::: Record excerpts :::

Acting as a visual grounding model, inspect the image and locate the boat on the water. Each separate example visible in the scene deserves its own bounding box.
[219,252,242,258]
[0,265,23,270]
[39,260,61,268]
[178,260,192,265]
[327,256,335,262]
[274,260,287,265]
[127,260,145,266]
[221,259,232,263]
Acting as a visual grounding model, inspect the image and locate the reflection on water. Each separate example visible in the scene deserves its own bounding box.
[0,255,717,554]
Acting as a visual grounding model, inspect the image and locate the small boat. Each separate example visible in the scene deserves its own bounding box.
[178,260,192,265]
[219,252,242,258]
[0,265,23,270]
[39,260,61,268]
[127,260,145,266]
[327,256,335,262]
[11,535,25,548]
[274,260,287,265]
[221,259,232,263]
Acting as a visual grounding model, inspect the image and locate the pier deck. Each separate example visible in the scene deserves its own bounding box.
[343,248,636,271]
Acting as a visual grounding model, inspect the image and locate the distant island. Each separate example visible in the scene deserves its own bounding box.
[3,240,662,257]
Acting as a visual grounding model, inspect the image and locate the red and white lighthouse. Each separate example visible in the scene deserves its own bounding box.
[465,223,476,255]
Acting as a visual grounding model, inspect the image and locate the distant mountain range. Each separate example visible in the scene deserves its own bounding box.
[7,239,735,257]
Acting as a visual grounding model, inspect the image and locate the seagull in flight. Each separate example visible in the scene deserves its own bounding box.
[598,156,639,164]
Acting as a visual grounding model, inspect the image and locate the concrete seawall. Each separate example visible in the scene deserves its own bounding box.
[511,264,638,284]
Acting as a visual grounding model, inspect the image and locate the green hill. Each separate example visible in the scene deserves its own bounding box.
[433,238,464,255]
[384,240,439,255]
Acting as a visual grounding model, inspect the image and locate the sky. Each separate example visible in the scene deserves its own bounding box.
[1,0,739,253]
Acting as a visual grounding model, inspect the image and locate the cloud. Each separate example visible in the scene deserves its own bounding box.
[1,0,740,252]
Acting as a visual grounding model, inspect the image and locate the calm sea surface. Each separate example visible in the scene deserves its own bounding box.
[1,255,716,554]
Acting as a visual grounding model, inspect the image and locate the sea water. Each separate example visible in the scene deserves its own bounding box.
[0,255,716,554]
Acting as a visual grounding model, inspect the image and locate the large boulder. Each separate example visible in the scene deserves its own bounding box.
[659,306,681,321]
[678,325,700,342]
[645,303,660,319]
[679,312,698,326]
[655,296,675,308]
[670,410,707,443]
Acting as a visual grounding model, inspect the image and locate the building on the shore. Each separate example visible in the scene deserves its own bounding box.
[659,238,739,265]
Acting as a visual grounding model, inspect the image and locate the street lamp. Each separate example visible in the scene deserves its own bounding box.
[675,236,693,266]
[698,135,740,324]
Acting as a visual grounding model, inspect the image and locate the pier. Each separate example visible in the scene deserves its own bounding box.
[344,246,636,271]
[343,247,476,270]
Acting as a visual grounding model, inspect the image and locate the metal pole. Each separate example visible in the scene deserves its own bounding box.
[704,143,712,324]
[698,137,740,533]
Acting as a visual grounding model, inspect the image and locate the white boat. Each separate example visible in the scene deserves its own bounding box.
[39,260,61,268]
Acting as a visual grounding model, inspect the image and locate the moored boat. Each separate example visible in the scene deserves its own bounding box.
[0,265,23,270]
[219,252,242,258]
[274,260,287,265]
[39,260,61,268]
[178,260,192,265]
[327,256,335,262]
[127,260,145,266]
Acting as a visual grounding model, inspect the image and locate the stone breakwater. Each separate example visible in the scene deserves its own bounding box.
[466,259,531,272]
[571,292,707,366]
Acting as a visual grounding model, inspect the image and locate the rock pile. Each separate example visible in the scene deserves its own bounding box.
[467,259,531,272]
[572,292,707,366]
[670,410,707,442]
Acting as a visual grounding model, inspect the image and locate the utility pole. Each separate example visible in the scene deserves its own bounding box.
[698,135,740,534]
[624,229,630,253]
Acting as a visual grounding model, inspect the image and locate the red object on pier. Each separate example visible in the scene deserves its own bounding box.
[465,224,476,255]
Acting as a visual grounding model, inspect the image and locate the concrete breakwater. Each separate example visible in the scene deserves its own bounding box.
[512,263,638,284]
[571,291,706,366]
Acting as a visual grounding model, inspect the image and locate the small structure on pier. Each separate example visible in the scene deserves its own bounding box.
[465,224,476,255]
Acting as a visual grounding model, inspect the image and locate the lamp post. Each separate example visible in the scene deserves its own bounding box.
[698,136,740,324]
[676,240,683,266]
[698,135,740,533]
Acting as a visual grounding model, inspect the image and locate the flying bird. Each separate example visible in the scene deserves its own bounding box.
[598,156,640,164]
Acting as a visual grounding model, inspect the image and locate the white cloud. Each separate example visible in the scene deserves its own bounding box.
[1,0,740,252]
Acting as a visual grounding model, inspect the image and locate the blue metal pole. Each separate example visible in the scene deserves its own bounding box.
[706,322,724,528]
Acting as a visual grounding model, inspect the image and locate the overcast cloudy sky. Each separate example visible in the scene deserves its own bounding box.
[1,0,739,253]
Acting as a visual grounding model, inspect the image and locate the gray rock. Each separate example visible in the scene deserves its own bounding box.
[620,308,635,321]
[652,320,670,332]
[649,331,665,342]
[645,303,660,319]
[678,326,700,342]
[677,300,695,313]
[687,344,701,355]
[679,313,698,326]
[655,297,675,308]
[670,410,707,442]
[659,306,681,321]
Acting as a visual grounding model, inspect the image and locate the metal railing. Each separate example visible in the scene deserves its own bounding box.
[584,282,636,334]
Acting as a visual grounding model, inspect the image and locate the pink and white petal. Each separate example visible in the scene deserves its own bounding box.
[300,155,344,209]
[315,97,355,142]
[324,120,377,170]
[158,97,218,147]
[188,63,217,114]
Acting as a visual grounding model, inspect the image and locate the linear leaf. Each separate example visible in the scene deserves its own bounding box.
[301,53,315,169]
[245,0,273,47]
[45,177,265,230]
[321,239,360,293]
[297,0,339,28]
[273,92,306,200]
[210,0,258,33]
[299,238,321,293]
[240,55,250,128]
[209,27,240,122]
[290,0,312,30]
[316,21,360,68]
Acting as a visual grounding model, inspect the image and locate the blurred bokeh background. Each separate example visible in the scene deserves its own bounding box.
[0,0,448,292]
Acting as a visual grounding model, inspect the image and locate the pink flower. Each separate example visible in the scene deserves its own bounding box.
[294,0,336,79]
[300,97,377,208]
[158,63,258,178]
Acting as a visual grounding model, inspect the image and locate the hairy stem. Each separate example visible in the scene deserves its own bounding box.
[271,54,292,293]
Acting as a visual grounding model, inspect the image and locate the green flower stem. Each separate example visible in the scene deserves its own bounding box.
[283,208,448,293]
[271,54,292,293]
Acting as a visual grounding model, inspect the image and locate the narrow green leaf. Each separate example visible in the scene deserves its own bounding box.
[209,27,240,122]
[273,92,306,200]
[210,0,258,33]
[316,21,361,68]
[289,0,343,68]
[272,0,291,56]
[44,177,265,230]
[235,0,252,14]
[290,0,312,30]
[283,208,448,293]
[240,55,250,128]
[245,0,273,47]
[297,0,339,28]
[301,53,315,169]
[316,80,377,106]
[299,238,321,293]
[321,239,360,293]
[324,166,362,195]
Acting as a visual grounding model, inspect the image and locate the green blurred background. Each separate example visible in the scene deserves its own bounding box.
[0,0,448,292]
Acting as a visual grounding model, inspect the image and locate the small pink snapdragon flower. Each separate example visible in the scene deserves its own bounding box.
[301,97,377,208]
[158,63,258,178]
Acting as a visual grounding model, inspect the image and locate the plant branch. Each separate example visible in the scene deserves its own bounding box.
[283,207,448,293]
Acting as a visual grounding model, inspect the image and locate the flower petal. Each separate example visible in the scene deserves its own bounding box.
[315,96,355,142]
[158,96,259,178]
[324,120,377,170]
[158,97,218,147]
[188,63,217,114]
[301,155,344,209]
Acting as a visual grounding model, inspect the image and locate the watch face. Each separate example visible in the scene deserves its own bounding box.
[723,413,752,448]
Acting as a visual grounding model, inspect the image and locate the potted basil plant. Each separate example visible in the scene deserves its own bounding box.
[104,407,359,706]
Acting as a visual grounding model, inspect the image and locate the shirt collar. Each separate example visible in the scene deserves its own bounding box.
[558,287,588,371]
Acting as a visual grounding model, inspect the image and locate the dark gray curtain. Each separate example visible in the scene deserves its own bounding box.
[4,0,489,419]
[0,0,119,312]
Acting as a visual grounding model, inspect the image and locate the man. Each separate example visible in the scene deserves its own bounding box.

:::

■ **Your assignment**
Transcribe exactly, and only, the lines that extend from the one containing "locate the potted" to the end of the records above, inclusive of both.

■ **Task solution**
Acting as a visual grounding model, inspect the image and locate the potted basil plant. Each separate example visible in the scene deserves its own bounding box.
[104,407,359,706]
Acting as a visual grounding model, inspect the image and locate the shirt collar. Each separate example visible in the scene deserves its own bounding box.
[558,287,588,371]
Acting as a visual grounding model, inspect the image and locate the dark gray curtain. Each separate example visible in the scene deserves its own bounding box.
[4,0,489,419]
[0,0,119,312]
Acting as a visual grounding model, inspect the image and locate the man. Each separate example visible in the scene deserves its own bounding box.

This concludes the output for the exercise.